**SET TASK:** Put the records below into a numbered list, one entry per line, covering only the stretch from the line that contains "detect number 23" through the line that contains "[683,270,733,353]", both included. Leave out any blank lines.
======== EXCERPTED DATA
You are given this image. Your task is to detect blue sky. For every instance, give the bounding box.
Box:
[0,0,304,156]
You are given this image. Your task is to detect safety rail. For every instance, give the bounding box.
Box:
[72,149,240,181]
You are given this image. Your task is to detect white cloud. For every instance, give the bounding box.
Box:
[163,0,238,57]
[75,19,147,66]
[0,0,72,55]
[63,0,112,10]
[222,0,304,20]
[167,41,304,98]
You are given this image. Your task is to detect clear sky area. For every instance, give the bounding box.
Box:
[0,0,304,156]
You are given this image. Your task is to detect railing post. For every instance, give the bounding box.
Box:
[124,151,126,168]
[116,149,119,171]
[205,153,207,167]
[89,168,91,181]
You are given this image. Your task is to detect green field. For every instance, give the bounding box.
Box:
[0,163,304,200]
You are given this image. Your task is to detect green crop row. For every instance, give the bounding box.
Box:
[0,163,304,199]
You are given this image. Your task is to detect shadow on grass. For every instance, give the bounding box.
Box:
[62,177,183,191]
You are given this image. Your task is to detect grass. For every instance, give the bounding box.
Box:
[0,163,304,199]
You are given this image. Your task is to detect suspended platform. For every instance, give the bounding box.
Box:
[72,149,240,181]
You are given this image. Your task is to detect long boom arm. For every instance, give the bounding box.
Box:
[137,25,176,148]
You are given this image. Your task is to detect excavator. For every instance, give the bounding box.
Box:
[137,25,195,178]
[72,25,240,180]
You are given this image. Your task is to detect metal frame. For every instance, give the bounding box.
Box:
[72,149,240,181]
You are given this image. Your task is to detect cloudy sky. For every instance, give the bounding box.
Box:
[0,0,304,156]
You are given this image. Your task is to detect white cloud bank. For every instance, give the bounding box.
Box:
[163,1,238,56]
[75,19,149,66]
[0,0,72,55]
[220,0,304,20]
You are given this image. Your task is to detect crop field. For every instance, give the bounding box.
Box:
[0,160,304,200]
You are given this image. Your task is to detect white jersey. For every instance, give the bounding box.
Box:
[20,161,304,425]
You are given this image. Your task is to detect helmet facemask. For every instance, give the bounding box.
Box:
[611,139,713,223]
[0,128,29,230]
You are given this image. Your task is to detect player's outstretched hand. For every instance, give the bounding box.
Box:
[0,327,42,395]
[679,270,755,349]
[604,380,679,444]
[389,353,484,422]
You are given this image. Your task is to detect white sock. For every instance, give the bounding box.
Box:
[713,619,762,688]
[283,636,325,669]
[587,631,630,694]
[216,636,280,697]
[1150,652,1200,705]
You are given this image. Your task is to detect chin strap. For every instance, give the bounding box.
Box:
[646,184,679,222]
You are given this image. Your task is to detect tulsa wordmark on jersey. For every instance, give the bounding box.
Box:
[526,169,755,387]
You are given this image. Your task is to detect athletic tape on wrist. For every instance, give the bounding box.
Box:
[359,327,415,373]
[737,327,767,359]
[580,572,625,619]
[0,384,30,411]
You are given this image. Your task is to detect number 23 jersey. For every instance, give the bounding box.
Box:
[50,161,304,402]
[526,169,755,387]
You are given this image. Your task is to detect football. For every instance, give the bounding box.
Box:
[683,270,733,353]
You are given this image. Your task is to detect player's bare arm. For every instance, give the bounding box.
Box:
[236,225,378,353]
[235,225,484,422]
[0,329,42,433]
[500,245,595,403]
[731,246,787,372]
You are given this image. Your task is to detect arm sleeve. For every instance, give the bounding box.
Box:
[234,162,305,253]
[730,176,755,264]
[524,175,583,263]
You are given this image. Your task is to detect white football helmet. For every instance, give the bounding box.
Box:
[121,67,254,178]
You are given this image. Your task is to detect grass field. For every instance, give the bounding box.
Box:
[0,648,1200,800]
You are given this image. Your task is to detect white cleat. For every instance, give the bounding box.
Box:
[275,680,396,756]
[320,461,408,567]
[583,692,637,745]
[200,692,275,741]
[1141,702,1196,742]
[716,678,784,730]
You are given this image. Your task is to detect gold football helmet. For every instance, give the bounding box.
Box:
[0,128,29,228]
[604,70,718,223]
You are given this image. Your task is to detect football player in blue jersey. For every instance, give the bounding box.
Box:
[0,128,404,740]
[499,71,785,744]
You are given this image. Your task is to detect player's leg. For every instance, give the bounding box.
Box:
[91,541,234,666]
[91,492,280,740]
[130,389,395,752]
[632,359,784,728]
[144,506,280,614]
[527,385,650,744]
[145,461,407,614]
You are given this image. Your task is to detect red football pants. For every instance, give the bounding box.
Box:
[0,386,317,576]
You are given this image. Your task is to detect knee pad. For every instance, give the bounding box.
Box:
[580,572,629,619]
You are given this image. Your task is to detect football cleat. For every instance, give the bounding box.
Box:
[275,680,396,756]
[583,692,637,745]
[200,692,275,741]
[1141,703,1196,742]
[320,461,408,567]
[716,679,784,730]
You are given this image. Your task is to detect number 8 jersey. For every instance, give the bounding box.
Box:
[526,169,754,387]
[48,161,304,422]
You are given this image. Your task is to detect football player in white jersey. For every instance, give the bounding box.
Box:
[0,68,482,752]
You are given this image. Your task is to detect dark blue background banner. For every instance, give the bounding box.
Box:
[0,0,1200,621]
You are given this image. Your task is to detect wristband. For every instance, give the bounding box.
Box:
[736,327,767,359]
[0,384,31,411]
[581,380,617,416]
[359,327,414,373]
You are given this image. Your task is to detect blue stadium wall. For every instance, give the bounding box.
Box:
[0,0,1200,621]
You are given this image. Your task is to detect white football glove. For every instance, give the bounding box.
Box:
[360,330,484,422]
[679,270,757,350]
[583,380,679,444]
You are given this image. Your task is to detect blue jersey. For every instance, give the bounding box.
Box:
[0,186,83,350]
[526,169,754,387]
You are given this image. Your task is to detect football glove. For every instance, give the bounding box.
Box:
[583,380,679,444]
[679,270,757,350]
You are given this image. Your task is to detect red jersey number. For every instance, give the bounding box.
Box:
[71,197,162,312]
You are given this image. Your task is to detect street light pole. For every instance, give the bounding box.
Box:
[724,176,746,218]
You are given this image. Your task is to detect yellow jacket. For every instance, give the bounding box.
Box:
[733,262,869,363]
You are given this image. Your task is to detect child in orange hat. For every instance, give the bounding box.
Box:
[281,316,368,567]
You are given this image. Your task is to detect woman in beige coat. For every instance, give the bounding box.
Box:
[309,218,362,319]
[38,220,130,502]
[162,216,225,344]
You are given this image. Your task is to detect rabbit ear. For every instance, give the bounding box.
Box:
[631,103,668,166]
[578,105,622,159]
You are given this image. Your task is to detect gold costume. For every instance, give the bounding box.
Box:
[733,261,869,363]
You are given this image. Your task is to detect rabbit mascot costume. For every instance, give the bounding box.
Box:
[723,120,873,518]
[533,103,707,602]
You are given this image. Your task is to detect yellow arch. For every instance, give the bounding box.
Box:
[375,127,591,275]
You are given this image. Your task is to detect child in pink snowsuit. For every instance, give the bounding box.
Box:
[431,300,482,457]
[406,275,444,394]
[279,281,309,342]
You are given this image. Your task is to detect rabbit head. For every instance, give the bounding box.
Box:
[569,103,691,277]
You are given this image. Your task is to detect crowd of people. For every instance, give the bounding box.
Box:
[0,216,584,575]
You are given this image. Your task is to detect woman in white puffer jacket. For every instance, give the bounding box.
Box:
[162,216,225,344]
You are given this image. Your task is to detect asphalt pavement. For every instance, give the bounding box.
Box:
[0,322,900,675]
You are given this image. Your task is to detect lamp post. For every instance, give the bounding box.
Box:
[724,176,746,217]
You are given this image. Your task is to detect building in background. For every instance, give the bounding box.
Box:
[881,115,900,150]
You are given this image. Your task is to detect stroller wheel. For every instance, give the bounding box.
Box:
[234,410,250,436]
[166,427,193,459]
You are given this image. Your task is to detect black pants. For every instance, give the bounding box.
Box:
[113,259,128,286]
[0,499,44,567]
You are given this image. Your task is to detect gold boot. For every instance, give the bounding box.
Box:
================
**TASK OUTPUT:**
1. You are given this image. Your task is to detect number 23 jersey. For every instance, give the bounding box.
2. Box:
3. [50,161,304,402]
4. [526,169,755,387]
5. You are given this image. Your task is to detect football. For every instance, give the bounding box.
6. Box:
7. [683,270,733,353]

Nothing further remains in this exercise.